DATASET RECORDS:

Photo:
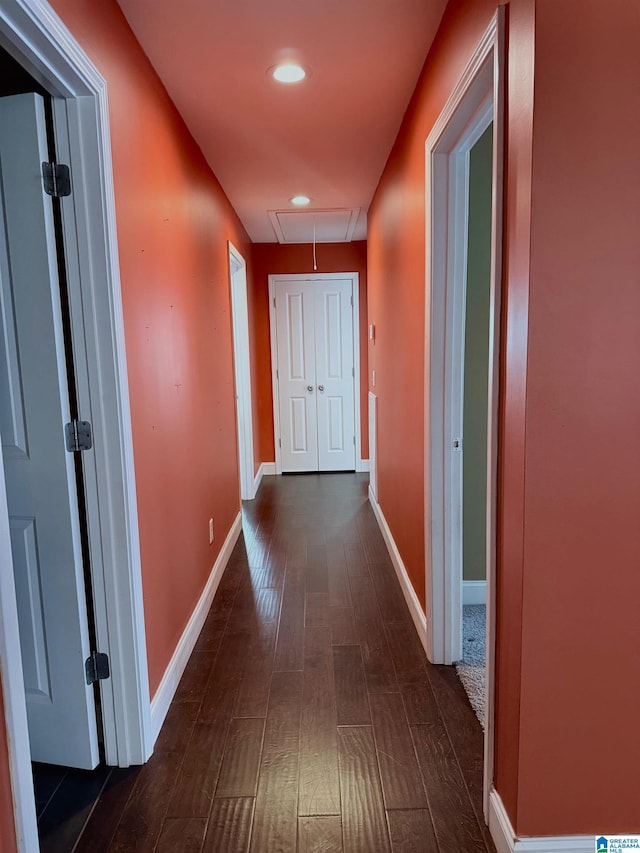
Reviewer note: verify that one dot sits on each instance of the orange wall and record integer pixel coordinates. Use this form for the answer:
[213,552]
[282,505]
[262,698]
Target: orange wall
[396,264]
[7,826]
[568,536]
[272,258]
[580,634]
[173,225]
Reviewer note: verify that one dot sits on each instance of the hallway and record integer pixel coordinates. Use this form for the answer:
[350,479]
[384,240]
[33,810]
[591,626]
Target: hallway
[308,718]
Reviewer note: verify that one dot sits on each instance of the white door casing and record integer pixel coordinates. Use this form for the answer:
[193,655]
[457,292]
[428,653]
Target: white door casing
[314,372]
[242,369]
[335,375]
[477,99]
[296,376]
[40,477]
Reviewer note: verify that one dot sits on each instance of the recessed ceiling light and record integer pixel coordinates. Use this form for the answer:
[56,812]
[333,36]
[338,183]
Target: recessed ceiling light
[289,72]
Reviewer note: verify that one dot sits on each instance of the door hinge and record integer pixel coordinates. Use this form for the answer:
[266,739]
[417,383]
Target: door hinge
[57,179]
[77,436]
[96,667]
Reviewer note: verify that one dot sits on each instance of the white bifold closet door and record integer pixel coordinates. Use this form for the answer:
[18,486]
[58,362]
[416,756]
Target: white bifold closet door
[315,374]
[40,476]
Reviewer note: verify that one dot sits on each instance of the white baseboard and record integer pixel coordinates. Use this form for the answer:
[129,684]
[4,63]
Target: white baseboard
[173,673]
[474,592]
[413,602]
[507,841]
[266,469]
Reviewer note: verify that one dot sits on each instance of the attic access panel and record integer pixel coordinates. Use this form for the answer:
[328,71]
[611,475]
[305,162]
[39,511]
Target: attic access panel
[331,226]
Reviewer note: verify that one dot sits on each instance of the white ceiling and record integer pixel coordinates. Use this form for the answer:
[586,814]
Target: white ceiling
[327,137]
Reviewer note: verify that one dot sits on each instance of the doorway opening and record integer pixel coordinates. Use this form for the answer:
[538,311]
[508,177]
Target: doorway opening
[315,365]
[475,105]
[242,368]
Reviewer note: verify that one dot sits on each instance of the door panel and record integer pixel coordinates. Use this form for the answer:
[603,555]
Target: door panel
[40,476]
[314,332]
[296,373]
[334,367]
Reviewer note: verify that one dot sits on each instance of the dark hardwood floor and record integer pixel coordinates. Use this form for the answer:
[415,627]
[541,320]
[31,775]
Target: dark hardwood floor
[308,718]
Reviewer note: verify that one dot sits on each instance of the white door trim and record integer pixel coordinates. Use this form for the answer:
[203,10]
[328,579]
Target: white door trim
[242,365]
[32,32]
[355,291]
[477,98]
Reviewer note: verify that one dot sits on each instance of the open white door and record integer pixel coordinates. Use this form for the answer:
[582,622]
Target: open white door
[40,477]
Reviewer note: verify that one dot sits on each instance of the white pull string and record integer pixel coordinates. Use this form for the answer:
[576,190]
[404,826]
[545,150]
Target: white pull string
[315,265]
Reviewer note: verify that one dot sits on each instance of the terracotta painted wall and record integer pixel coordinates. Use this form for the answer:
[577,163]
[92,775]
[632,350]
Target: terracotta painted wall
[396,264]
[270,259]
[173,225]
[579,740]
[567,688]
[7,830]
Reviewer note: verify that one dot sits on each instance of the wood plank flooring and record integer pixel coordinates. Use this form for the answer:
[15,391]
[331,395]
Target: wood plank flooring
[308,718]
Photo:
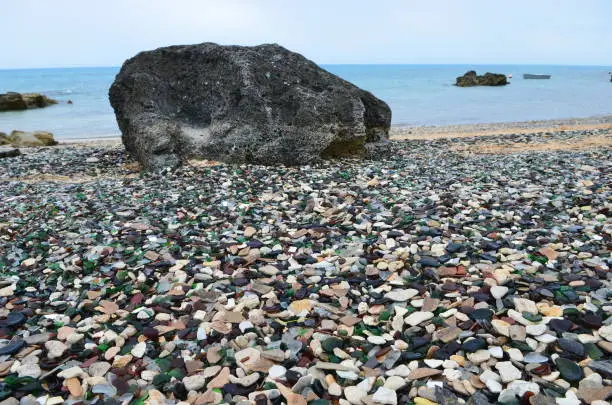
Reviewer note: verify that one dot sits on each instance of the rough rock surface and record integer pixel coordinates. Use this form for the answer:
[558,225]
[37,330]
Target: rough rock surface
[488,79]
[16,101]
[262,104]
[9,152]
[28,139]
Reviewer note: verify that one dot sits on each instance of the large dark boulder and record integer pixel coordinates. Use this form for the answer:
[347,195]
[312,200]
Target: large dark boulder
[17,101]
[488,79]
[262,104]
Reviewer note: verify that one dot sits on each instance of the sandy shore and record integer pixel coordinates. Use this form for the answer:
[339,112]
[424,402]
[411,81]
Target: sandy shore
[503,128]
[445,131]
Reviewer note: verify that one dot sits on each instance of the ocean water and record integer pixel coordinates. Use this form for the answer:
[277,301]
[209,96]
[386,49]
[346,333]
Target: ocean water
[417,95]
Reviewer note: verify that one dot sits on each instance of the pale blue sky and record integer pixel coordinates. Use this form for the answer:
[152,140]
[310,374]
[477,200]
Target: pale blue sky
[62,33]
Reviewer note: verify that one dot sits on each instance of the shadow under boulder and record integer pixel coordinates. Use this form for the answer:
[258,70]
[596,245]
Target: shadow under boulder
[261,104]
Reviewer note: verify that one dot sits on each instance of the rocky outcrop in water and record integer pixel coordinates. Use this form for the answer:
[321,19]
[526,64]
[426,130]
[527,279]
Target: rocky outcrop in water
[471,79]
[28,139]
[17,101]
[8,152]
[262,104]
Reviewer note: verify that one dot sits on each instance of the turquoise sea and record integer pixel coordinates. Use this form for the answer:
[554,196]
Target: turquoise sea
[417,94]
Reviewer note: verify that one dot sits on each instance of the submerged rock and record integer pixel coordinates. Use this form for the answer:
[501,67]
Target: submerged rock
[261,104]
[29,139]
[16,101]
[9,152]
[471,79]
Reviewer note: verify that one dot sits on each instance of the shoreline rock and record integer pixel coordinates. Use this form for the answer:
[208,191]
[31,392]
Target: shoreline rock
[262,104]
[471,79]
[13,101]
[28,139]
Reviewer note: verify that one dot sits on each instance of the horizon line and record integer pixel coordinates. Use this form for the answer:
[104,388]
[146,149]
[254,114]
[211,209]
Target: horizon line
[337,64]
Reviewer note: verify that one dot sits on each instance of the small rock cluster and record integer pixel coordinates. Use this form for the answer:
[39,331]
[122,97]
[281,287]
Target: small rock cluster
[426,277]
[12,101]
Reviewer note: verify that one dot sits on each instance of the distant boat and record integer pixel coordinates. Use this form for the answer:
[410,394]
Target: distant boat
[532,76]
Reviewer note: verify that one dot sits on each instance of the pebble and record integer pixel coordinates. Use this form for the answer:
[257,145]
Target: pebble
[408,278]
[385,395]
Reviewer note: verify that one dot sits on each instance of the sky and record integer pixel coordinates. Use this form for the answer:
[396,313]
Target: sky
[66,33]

TASK TO COMPLETE:
For this exercise, transcribe the entries verbatim and skip all pictures.

TASK ANSWER:
Photo:
Reviewer note: verify that one dot sits on each instance of the orange wall and record integer pixel coordinates. Use this form for the answer:
[213,552]
[282,505]
[262,698]
Target: orange wall
[396,264]
[7,826]
[568,536]
[272,258]
[580,634]
[173,225]
Reviewer note: verify that one dot sits on each instance of the hallway and record integer pixel coordinates. Use this form for the answer:
[350,479]
[384,240]
[33,810]
[591,626]
Target: hallway
[308,718]
Reviewer note: verify that one dot sits on each instance of the white door casing and record integer pixel coordinates. Use this form for the answer:
[193,655]
[457,292]
[428,653]
Target: white door casing
[314,372]
[242,369]
[335,375]
[477,99]
[296,376]
[40,477]
Reviewer note: verify that one dot sits on each instance of the recessed ceiling light and record integer pixel coordinates. Use this form for the answer:
[56,812]
[333,36]
[338,183]
Target: recessed ceiling light
[289,72]
Reviewer note: verify that one dot sits on each instance of the door hinge and record integer pixel coordinates. Use this form for the answer:
[266,739]
[417,383]
Target: door hinge
[57,179]
[77,436]
[96,667]
Reviewer note: verify that one dot sits on each instance of the white bifold closet door and record integer pixel coordinates. Use this form for the answer:
[18,486]
[58,362]
[416,756]
Target: white bifold closet door
[315,374]
[40,476]
Reviewer note: verify that one dot sits on each instance of the white baseboard and record integer pixel coordinates. Use this form for the answer:
[129,684]
[4,63]
Target: white baseboard
[173,673]
[474,592]
[413,602]
[507,841]
[266,469]
Reviewer note: verify that one dot sits on each instance of the attic access panel and record integer pixel coordinates. Use this form for the answer:
[328,71]
[611,475]
[305,162]
[39,511]
Target: attic access panel
[331,226]
Reviewer note: verify that one dot sits on each instance of the white ceiling and record integer pixel coordinates. Use this form for the answer:
[586,814]
Target: white ceiling
[327,137]
Reviewer note: verify that one dot sits on each instance of the doorway opening and record integer pixel coordinates. Use this form for the answer:
[538,311]
[508,177]
Target: doorway opening
[315,365]
[475,105]
[242,368]
Reviewer note: verify that one dot sits on each instance of the door panel and record integer pixel coordinates. Use this form for the answer:
[603,555]
Target: door panel
[40,476]
[314,332]
[296,373]
[334,367]
Reviewer note: verify that one dot sits on each instance of the dark hardwood floor and record integer pixel coordinates. Use this form for the answer:
[415,627]
[541,320]
[31,775]
Target: dark hardwood floor
[308,718]
Reviewer note: verify that one dot sits on each instance of the white door trim and record integer pixel coordinates. Use this form for the answer:
[203,10]
[328,579]
Target: white door trim
[242,365]
[32,32]
[355,291]
[477,98]
Reviewer note: verify that one dot sits on each instance of the open white door and record integer pixel coordinates. Use this form for the answer:
[582,622]
Target: open white door
[40,477]
Reviewer note: verify that one dot sits on each instance of the white pull string and record integer pixel coordinates. Use this form for the answer:
[576,190]
[404,826]
[545,150]
Target: white pull string
[315,265]
Reviewer note: verify that one dot sits on each instance of the terracotta painted wall and record integer pixel coordinates. Use this form for the answer:
[577,163]
[92,775]
[632,350]
Target: terracotta painted wall
[396,264]
[270,259]
[173,225]
[579,740]
[567,688]
[7,830]
Reviewer note: verify that one dot sits on each instance of the wood plank flooring and record integer pixel coordinates. Use this form for the answer:
[15,391]
[331,395]
Target: wood plank flooring
[308,718]
Photo:
Reviewer note: verify that one dot sits on each instance of the rough rock surface and record integer pixel coordinates. Use this form for the answer:
[558,225]
[37,330]
Target: rough rock surface
[488,79]
[16,101]
[262,104]
[9,152]
[28,139]
Reviewer note: verify that one dot sits on each instance of the large dark boulder and record integer pixel coordinates. Use this form for the answer:
[347,195]
[312,200]
Target: large dark boulder
[17,101]
[488,79]
[262,104]
Reviewer note: verify that one dot sits on each instance of the sandy shore and record integer pixel coordinates. Use this form for the answer:
[339,112]
[424,402]
[411,81]
Target: sandy shore
[503,128]
[445,131]
Reviewer note: verify that one dot sits on each instance of the ocean water and record integer pixel coordinates. Use this form for the answer:
[277,301]
[209,96]
[386,49]
[346,333]
Target: ocean water
[417,95]
Reviewer note: verify that one dot sits on each instance of the pale blue sky and record integer pixel coordinates. Use this form for the answer:
[152,140]
[310,374]
[477,200]
Target: pale blue sky
[62,33]
Reviewer note: verify that one dot sits on each instance of the shadow under boulder and record integer pixel coordinates. Use this form for the answer:
[258,70]
[596,245]
Target: shadow under boulder
[261,104]
Reviewer note: verify that one dot sits on each instance of the rocky outcrop in water and record integer pixel coordinates. Use this form for the answer:
[321,19]
[526,64]
[426,130]
[527,279]
Target: rocky outcrop in water
[471,79]
[28,139]
[17,101]
[8,152]
[262,104]
Reviewer note: verify that one dot sits on each instance of the turquoise sea and record integer pixel coordinates. Use this form for the answer:
[554,196]
Target: turquoise sea
[417,94]
Reviewer note: verify that one dot sits on each instance of the submerged rock and record integer pixel coordinates. Use this form for the answer:
[501,67]
Target: submerged rock
[261,104]
[29,139]
[16,101]
[9,152]
[471,79]
Reviewer note: verify that one dot sits on each instance of the shoreline rock and record integer pixel coordinates. Use this form for the answer:
[208,191]
[31,392]
Target: shoreline rock
[262,104]
[471,79]
[13,101]
[28,139]
Reviewer note: verify that one dot sits on each instance of the horizon line and record integer pixel coordinates. Use this form for the answer:
[104,388]
[146,149]
[254,114]
[211,209]
Target: horizon line
[337,64]
Reviewer note: verify that one dot sits on each instance of the small rock cluster and record integer pixel coordinates. Use this form for the answer:
[39,331]
[122,97]
[281,287]
Target: small rock cluster
[426,277]
[12,101]
Reviewer note: verify that one dot sits on each instance of the distant boat and record integer pixel coordinates. Use this form for the answer:
[410,394]
Target: distant boat
[532,76]
Reviewer note: verify that one dot sits on each instance of the pebble and record integer pixel coordinates. Use this form for the answer:
[257,145]
Target: pebble
[408,278]
[385,395]
Reviewer note: verify that one dot sits on each instance of the sky and record integer pixel coordinates. Use this form for the answer:
[396,313]
Target: sky
[66,33]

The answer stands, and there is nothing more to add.